What the task requires ->
Each line from the one containing "tree in this photo." through the final line of the records is to be repeated exactly, with no additions.

(Dataset entries)
====================
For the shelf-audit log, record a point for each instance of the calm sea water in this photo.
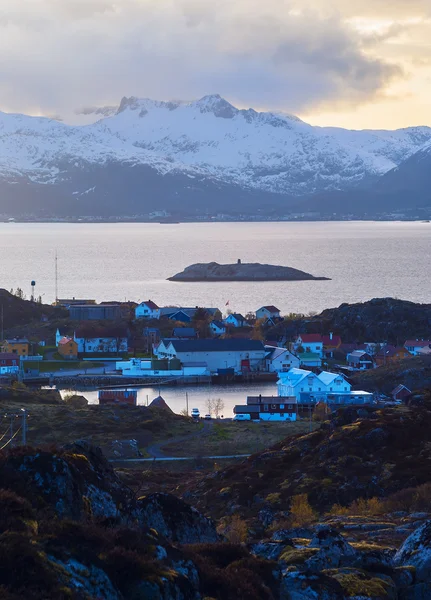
(197, 395)
(132, 261)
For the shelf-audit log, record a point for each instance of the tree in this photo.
(321, 412)
(301, 513)
(218, 407)
(257, 333)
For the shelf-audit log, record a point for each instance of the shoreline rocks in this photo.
(242, 272)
====================
Result of this exercise ->
For the shelf-audit log, record a point for each instance of the tree in this photo.
(321, 412)
(301, 513)
(218, 407)
(257, 333)
For the shelf-audit log, record a point for each instance of the shoreline rocks in this photo.
(242, 272)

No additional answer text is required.